Exercise goal
Rewrite the material below with every occurrence of "tab-separated" changed to "space-separated" and everything else kept the same.
======== Material provided ========
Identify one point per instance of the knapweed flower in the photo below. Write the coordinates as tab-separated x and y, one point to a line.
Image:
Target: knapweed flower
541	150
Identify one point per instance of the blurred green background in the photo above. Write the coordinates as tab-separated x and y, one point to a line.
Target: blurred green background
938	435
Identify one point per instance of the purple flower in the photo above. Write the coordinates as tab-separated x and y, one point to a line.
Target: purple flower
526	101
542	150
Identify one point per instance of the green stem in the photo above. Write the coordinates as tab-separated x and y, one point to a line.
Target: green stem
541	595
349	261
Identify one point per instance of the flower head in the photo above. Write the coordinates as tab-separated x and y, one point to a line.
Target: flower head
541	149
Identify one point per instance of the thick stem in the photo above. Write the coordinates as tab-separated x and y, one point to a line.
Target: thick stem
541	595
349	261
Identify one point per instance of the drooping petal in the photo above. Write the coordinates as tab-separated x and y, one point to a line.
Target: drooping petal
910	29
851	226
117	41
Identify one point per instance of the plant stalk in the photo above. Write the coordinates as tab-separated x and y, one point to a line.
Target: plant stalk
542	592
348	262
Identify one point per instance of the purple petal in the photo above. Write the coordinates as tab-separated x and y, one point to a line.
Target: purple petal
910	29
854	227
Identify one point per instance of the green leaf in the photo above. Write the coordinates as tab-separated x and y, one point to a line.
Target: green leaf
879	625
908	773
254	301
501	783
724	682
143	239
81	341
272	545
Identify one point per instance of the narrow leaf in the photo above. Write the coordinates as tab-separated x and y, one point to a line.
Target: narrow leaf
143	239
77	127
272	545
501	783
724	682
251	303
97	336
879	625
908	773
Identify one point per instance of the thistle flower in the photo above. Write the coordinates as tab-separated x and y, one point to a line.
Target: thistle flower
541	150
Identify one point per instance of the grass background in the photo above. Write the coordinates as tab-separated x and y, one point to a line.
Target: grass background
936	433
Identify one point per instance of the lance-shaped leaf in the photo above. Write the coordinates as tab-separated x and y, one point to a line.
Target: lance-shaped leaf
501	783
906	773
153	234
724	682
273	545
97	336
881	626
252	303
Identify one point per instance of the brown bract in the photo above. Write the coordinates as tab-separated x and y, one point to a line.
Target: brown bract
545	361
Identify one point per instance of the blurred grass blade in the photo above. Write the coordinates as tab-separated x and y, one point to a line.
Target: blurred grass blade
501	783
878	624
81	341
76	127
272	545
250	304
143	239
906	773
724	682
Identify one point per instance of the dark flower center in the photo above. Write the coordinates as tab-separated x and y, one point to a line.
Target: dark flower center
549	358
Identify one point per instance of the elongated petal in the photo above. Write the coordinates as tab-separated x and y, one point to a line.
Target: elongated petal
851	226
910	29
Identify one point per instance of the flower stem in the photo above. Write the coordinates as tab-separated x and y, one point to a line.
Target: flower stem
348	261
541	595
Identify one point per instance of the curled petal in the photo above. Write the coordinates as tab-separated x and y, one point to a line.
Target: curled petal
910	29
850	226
========
Task answer
Identify one point per instance of the knapweed flower in the photo below. Write the coordinates as space-separated x and y, one point to a line.
Image:
Target: knapweed flower
541	150
Identify one point per instance of the blurred green background in the photo above. Write the coordinates as space-separated x and y, one point to a line.
Target: blurred green background
938	435
Identify one point per instance of the purple flower in the photo above. Write the coordinates as space-separated x and y, one point to a line.
Target: purple flower
526	101
542	150
Identify one point per instance of the green stem in the photo above. Write the coordinates as space-separated x and y, one point to a line.
Target: green stem
541	595
349	261
Identify one point per instance of the flower head in the photo above. Write the coordinates as space-separated x and y, one point to a line.
Target: flower head
541	149
Identify one point per instance of the thick stem in the photo above. Write the coordinates as space-separated x and y, one point to a line.
Target: thick stem
541	595
349	261
Identify one point per instance of the drooping petal in the photo above. Write the coordinates as space-separated x and y, one point to a line.
Target: drooping petal
910	29
851	226
117	41
Identify one point per instance of the plant stalk in the photo above. Write the coordinates as space-separated x and y, one point to a line.
Target: plant stalk
542	592
348	262
Identify one point per instance of the purple petal in the photo above. Write the coordinates as space-separated x and y, one point to a line.
Target: purple petal
910	29
854	227
Identify one point per instance of the green leaf in the photo above. Write the coordinates as space-separated x and y, one point to a line.
Target: green leaf
879	625
908	773
254	301
501	783
724	682
143	239
81	341
272	545
Identify one point per instance of the narrow leaf in the photo above. Write the coordinates as space-separated x and y, one point to a line.
Target: narrow leaf
143	239
77	127
272	545
501	783
724	682
251	303
97	336
879	625
908	773
Identify one point per instance of the thistle flower in the photo above. Write the coordinates as space-separated x and y, one point to a line.
Target: thistle flower
541	150
Identify one point per instance of the grass background in the photo above. Write the coordinates as space-separated x and y, one point to a line.
Target: grass background
936	433
Identify one point per instance of the lance-shaped leaf in the photo above. Write the coordinates as space-separated x and y, one point to a line.
Target: lance-shaped leaf
501	783
906	773
153	234
724	682
273	545
97	336
881	626
252	303
Identify one point per instance of the brown bract in the photo above. Write the coordinates as space-separated x and y, one point to a line.
Target: brown bract
545	361
Identify one point per instance of the blurred grass blade in the photo above. Write the coordinates as space-separated x and y, one point to a line.
Target: blurred grass blade
501	783
878	624
81	341
76	127
272	545
250	304
143	239
906	773
724	682
Identify one point per instance of the dark flower center in the photo above. Write the coordinates as space-separated x and y, one point to a line.
Target: dark flower center
549	358
Identify one point per instance of the elongated petal in the photo above. Write the coordinates as space-separated x and y, one point to a line.
Target: elongated petal
851	226
910	29
Identify one point per instance of the flower stem in the photo above. Write the coordinates as space-separated x and y, one point to a line.
Target: flower stem
348	261
541	595
Identify one point per instance of the curled petal in the photo above. Write the coordinates as space-separated x and y, one point to a line.
Target: curled petal
910	29
850	226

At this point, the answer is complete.